Set problem: Give the rows again from the line with "514, row 167." through the end of the rows, switching "blazer pocket" to "jacket pocket" and leaving everything else the same.

——

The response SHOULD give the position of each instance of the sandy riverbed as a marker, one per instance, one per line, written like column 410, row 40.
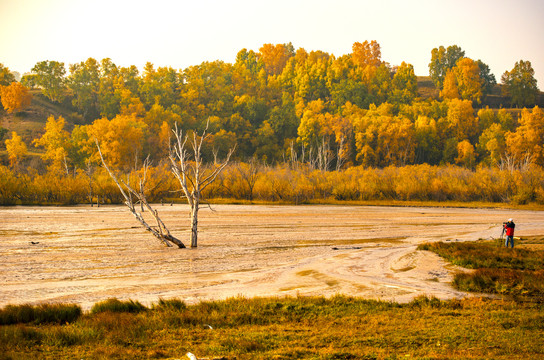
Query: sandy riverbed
column 84, row 255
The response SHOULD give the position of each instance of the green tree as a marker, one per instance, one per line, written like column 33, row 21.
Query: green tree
column 56, row 142
column 16, row 149
column 404, row 85
column 487, row 78
column 84, row 82
column 442, row 60
column 15, row 97
column 520, row 84
column 468, row 80
column 6, row 77
column 50, row 77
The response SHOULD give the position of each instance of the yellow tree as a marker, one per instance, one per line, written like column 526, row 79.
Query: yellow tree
column 461, row 120
column 465, row 154
column 527, row 142
column 120, row 139
column 492, row 144
column 15, row 97
column 367, row 54
column 450, row 89
column 56, row 142
column 275, row 57
column 16, row 149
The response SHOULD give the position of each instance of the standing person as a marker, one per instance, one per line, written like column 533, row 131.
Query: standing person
column 508, row 227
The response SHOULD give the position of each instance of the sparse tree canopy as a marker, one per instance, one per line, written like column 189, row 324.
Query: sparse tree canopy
column 16, row 149
column 15, row 97
column 442, row 60
column 6, row 77
column 50, row 77
column 520, row 84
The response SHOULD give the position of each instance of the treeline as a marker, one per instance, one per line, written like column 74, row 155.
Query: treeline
column 293, row 183
column 278, row 103
column 320, row 127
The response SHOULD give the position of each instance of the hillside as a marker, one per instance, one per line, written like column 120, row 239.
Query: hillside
column 30, row 123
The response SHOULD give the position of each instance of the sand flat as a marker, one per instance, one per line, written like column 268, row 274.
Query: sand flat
column 87, row 254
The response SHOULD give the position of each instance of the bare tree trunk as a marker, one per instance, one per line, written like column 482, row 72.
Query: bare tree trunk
column 161, row 232
column 193, row 178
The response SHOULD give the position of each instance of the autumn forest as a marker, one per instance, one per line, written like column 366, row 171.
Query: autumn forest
column 307, row 126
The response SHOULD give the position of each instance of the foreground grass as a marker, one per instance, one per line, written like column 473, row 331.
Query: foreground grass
column 287, row 328
column 517, row 272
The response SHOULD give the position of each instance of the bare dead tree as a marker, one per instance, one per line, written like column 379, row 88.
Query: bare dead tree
column 192, row 175
column 341, row 153
column 89, row 171
column 160, row 231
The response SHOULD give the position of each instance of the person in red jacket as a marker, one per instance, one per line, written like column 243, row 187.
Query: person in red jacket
column 508, row 228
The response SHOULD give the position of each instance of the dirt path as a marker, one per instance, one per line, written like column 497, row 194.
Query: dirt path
column 85, row 255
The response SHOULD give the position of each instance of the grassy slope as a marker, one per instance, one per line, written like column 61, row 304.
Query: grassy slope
column 290, row 328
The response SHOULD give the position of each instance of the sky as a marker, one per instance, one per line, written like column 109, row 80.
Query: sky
column 184, row 33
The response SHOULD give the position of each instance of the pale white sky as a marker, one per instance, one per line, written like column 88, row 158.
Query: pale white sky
column 184, row 33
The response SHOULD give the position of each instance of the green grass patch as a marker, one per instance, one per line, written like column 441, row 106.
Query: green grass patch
column 41, row 314
column 340, row 327
column 517, row 272
column 115, row 305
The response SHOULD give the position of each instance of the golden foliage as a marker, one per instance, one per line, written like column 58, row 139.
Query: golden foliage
column 15, row 97
column 16, row 149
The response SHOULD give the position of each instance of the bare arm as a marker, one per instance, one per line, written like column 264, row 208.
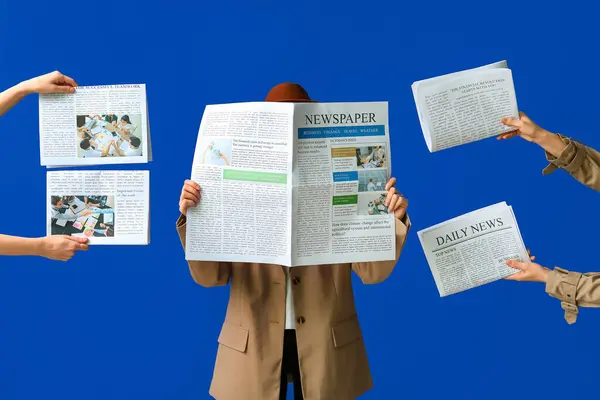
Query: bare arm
column 54, row 82
column 53, row 247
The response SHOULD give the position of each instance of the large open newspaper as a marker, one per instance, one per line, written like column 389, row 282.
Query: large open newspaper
column 95, row 125
column 107, row 207
column 472, row 250
column 292, row 184
column 465, row 106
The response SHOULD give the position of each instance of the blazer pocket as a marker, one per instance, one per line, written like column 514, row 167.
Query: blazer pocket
column 234, row 337
column 346, row 331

——

Completed task:
The response SHOULD give the position of each instance of the jacket pocket as a marker, one per instance, one per line, written like column 514, row 167.
Query: jacket pocket
column 234, row 337
column 346, row 331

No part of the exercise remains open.